Vorliegender Text:
■ ■ ■ ■ ■

Irak
Türkei verstärkt Präsenz im Nordirak
Chef der irakischen Kurdenpartei fordert Truppenabzug
Istanbul - Die türkische Armee hat ihre Präsenz im
Nordirak nach Angaben der irakischen Kurdenpartei KDP (Demokratische
Partei Kurdistans) verstärkt. Das Militär sei derzeit mit zwei
Dutzend Panzern sowie Bodentruppen und Hubschraubern in der Region um
Bamemi präsent, sagte KDP-Chef Massud Barzani am Freitag dem
US-Radiosender NPR laut Angaben der türkischen halbamtlichen
Nachrichtenagentur Anadolu Ajansi (AA). Er forderte den
unverzüglichen Abzug der Armee. Der nordirakische Kurdenführer Jalal Talabani erklärte unterdessen
laut Presseberichten vom Freitag, die USA hätten zugesichert, dass
die Türkei sich an einem US-Militäreinsatz gegen den Irak nicht
beteiligen werde. Die Türkei als einziger moslemischer NATO-Staat
lehnt die Pläne von US-Präsident George W. Bush zum Sturz des
irakischen Präsidenten Saddam Hussein ab.
Die Türkei hat die nordirakischen Kurdenführer sehr energisch vor
allen Aktionen gewarnt, durch welche die territoriale Integrität des
irakischen Staates gefährdet werden könnte. Jeder Verstoß gegen die
Prinzipien der Unversehrtheit der staatlichen Einheit des Irak in den
völkerrechtlichen Grenzen würde die ganze Region gefährlich
destabilisieren, erklärte der türkische Staatspräsident Ahmet Necdet
Sezer. Zugleich forderte er die irakischen Kurdenorganisationen auf,
sie sollten nicht "die konstruktive Haltung vergessen, die die Türkei
ihnen gegenüber eingenommen hat".
Der Nordirak ist seit dem Ende des Golfkriegs 1991 der Kontrolle
der Regierung in Bagdad entzogen. Die Provinzen Arbil, Suleimaniya
und Dohuk werden von der Demokratischen Partei Kurdistans (KDP) von
Massud Barzani und der Patriotischen Union Kurdistans (PUK) von Jalal
Talabani kontrolliert. Die PUK beherrscht den östlichen Teil an der
Grenze zum Iran, die KDP das Grenzgebiet zur Türkei. Das Gebiet
spielt bei den Überlegungen amerikanischer Militärplaner für einen
möglichen Angriff auf den Irak eine große Rolle. Barzanis KDP hatte
mit dem türkischen Militär bei der Bekämpfung der Kurdischen
Arbeiterpartei (PKK) kooperiert.

■ ■ ■ ■ ■

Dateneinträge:
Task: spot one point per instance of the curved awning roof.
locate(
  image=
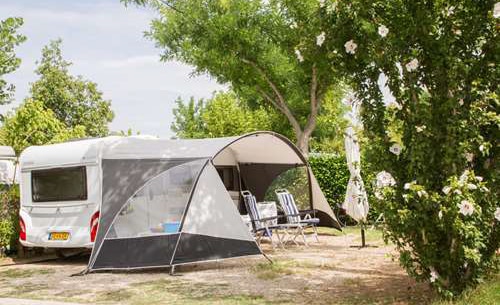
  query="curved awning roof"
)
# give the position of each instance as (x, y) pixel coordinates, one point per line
(258, 147)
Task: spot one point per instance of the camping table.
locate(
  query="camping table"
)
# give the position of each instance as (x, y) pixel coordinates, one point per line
(268, 209)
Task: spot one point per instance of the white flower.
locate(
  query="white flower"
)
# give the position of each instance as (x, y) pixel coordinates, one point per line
(394, 104)
(421, 193)
(450, 11)
(497, 214)
(446, 190)
(395, 149)
(420, 128)
(469, 157)
(463, 177)
(383, 30)
(350, 47)
(320, 39)
(384, 179)
(433, 277)
(299, 55)
(466, 207)
(412, 65)
(496, 10)
(331, 7)
(350, 99)
(471, 186)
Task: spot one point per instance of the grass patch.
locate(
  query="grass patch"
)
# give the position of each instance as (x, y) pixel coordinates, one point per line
(267, 271)
(17, 273)
(166, 291)
(488, 293)
(372, 236)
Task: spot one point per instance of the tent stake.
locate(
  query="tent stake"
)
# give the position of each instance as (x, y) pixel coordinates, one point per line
(363, 242)
(268, 258)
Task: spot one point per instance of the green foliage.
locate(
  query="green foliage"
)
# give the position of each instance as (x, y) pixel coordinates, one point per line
(295, 180)
(225, 114)
(32, 124)
(440, 60)
(222, 115)
(9, 218)
(332, 174)
(73, 100)
(9, 39)
(266, 50)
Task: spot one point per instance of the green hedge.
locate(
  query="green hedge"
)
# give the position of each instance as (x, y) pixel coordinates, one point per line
(9, 218)
(332, 174)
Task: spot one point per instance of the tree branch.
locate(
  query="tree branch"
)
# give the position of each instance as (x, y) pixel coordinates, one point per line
(315, 103)
(283, 107)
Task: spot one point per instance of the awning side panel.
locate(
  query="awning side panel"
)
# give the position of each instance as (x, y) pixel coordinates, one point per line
(320, 203)
(144, 252)
(257, 177)
(195, 247)
(122, 179)
(212, 212)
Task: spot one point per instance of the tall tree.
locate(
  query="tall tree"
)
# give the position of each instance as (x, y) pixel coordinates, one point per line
(440, 59)
(221, 116)
(73, 100)
(33, 124)
(226, 114)
(9, 39)
(274, 49)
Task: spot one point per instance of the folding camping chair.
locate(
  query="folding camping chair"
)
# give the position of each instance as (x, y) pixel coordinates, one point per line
(294, 216)
(261, 227)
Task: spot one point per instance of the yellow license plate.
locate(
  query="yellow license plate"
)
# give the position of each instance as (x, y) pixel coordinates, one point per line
(59, 236)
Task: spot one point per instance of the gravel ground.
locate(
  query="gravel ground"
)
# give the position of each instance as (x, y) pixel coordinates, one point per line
(328, 272)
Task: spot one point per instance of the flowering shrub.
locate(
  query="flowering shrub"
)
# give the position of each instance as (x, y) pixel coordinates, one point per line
(433, 128)
(446, 237)
(9, 209)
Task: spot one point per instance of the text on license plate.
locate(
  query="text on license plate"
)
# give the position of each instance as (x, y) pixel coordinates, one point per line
(58, 236)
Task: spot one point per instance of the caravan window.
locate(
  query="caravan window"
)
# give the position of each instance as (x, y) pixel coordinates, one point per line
(59, 184)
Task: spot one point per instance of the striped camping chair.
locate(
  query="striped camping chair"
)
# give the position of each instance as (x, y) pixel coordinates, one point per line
(294, 216)
(262, 227)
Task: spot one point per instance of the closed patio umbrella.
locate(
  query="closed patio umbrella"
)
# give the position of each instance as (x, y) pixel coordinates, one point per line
(356, 201)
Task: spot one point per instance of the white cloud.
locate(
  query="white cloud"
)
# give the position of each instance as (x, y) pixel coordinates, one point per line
(105, 41)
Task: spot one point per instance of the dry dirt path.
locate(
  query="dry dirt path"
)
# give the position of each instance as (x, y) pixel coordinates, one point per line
(329, 272)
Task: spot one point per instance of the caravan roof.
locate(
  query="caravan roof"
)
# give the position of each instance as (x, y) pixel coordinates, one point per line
(88, 151)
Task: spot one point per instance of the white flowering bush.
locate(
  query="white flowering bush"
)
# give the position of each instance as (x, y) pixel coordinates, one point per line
(437, 135)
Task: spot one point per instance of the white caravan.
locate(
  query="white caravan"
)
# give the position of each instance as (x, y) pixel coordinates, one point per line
(60, 193)
(63, 185)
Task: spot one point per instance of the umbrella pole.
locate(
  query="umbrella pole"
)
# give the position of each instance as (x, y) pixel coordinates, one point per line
(363, 240)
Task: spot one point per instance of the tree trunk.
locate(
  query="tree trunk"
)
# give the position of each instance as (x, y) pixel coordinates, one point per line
(303, 142)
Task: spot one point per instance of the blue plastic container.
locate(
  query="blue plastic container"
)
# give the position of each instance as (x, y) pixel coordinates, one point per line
(171, 227)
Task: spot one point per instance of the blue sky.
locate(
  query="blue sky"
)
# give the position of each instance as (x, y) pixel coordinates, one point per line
(105, 41)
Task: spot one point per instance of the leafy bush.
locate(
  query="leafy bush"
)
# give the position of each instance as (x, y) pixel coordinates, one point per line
(439, 60)
(9, 218)
(448, 237)
(332, 174)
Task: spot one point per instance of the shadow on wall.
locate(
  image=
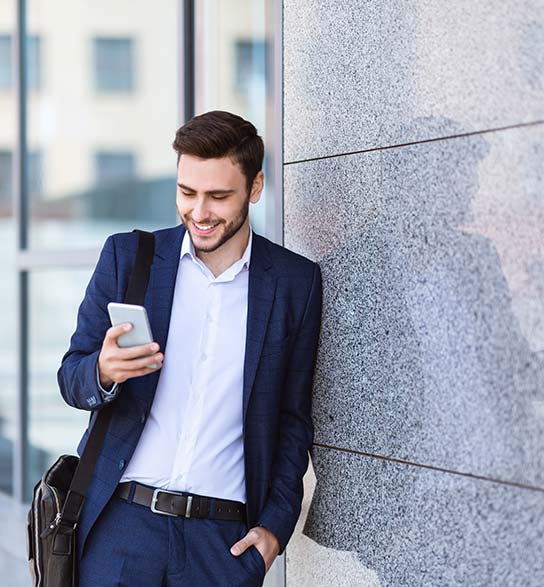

■ ■ ■ ■ ■

Ihre Aufgabe:
Beantworten Sie drei Fragen zum Artikel über die türkische Präsenz im Nordirak:
1. Mit wie vielen Panzern ist das türkische Militär laut Massud Barzani in der Region um Bamemi präsent?
2. Welche Provinzen werden von der KDP und der PUK kontrolliert?
3. Welchen Teil beherrscht die PUK?

Ergebnis:
1. Mit zwei Dutzend Panzern.
2. Die Provinzen Arbil, Suleimaniya und Dohuk.
3. Den östlichen Teil an der Grenze zum Iran.